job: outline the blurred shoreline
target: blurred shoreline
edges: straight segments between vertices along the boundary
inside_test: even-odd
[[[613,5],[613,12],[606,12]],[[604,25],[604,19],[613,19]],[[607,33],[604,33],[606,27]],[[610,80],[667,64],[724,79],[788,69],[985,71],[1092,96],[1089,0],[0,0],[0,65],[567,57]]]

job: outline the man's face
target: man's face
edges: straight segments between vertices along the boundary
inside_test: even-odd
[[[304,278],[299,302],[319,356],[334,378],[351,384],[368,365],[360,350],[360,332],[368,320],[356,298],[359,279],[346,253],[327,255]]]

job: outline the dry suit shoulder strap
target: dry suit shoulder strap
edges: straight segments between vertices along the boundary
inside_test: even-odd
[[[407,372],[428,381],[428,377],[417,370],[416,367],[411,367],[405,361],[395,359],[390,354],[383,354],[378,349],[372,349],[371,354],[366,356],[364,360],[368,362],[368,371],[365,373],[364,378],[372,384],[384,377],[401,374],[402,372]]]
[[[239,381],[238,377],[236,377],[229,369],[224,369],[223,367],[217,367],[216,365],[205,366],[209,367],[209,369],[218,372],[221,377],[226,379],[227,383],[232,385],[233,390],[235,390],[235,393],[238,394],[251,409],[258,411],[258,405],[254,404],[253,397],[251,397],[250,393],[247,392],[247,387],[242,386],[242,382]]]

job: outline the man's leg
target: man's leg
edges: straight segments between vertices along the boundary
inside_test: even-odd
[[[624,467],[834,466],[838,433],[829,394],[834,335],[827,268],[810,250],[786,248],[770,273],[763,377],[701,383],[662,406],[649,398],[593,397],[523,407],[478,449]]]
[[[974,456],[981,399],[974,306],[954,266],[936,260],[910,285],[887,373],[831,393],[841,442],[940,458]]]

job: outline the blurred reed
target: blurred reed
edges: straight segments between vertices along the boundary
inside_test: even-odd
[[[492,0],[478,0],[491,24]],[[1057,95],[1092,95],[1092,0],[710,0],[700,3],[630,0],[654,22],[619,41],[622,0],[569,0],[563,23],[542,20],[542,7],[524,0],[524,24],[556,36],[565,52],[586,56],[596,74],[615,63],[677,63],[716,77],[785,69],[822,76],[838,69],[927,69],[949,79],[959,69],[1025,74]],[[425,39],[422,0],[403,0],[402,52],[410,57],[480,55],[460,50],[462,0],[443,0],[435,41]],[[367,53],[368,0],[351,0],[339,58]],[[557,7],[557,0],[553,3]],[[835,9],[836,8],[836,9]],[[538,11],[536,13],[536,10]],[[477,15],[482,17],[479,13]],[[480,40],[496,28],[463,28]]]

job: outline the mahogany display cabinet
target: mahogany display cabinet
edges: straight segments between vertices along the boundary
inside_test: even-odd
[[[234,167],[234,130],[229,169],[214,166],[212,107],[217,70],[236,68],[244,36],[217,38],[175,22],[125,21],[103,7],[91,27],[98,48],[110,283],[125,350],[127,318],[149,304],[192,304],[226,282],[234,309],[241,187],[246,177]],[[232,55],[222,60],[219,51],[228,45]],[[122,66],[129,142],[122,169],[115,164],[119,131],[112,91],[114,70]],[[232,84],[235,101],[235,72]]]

--

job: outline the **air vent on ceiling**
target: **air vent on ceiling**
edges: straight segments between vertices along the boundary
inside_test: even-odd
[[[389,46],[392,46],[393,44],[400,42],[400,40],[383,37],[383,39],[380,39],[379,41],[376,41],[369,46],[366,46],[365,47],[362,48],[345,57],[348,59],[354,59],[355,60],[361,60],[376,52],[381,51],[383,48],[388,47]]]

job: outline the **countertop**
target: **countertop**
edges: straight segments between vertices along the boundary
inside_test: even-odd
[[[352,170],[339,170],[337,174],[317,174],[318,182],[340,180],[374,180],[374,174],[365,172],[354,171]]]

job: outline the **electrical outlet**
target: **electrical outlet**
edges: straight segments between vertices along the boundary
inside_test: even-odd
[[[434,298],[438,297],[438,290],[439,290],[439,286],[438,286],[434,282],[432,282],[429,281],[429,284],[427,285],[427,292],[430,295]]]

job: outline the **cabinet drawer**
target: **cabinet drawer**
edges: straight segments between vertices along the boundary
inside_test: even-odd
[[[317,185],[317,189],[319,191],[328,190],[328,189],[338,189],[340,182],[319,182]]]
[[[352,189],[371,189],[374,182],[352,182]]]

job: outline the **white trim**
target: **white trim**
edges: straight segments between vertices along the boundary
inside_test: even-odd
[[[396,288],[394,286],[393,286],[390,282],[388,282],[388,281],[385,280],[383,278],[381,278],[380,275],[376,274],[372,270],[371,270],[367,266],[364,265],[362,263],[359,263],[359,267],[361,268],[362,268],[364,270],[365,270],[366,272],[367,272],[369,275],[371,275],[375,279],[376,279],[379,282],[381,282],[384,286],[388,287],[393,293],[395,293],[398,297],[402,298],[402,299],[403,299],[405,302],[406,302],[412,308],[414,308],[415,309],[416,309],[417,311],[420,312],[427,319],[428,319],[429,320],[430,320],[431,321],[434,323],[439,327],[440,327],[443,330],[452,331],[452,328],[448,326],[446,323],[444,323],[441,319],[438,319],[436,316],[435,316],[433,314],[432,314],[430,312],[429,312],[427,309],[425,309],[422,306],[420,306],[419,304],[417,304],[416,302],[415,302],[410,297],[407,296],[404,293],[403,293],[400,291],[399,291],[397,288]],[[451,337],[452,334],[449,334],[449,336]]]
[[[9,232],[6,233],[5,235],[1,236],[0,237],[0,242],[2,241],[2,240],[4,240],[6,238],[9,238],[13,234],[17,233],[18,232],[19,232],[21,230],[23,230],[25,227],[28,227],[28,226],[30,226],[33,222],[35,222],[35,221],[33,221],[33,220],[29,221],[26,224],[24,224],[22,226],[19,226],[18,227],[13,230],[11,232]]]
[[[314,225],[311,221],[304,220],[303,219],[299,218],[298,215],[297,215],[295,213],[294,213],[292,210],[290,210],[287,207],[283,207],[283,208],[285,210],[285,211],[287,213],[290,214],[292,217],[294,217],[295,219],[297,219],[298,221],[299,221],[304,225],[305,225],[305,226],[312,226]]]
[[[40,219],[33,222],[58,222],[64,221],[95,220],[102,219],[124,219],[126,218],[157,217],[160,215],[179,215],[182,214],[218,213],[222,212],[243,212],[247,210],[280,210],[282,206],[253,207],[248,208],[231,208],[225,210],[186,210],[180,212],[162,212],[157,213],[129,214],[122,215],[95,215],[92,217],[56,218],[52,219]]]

* * *

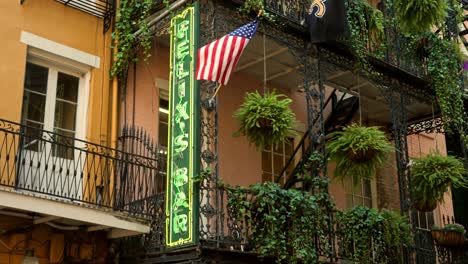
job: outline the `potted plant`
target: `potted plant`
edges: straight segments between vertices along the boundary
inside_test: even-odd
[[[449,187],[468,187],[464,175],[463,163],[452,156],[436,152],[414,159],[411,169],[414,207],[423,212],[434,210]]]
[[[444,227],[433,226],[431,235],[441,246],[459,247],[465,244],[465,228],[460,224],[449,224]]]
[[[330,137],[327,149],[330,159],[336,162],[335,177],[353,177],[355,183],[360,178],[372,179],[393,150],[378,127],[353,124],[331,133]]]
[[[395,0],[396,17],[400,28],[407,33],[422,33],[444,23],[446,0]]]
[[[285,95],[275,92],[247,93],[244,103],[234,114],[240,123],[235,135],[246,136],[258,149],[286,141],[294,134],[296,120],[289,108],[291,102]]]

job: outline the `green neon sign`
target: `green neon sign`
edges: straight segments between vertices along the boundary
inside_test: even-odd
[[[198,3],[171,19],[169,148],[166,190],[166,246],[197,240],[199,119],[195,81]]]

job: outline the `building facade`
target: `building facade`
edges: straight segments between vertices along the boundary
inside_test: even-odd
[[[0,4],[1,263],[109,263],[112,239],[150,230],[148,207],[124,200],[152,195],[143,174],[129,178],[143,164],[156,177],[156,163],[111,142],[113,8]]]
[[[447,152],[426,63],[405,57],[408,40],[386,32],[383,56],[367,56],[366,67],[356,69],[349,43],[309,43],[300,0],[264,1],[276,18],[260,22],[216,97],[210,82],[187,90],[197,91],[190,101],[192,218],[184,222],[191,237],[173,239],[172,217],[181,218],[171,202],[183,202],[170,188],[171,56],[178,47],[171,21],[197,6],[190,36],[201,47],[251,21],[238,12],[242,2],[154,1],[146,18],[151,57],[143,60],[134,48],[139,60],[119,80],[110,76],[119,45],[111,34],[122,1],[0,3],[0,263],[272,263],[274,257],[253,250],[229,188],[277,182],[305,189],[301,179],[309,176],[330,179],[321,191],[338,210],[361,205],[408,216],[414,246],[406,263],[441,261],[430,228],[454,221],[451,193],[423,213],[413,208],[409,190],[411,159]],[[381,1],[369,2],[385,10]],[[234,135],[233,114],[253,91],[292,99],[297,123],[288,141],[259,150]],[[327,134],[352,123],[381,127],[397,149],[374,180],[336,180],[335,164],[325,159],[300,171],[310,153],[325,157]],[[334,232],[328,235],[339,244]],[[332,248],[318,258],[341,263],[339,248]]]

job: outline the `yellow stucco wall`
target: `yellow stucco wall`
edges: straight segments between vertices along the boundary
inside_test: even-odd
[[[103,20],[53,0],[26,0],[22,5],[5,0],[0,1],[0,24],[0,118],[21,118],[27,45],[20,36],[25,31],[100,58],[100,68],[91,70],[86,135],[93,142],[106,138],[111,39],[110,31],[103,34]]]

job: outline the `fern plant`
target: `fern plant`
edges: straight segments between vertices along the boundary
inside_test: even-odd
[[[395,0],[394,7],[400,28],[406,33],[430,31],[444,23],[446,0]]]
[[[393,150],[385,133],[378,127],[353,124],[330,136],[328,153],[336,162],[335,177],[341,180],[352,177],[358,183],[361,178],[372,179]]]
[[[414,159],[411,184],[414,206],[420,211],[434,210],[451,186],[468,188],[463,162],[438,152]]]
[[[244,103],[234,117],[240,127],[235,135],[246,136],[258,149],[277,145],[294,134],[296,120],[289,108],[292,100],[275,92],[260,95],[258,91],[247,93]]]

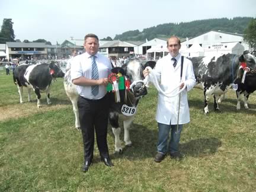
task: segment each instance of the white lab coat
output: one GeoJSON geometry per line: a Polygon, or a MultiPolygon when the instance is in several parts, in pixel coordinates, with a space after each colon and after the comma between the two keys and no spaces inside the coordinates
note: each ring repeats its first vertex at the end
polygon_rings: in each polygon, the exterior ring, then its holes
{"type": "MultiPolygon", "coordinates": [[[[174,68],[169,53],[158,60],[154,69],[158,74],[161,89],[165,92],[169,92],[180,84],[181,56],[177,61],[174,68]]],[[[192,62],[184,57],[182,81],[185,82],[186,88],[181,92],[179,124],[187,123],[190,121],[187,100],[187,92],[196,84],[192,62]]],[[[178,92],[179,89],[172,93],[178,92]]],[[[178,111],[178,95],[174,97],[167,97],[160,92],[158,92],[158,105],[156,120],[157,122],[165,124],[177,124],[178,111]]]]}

- [SET EXERCISE]: Collect each line of the material above that contains the word "drawer", and copy every such line in full.

- [TASK OUTPUT]:
job: outline the **cabinet drawer**
target: **cabinet drawer**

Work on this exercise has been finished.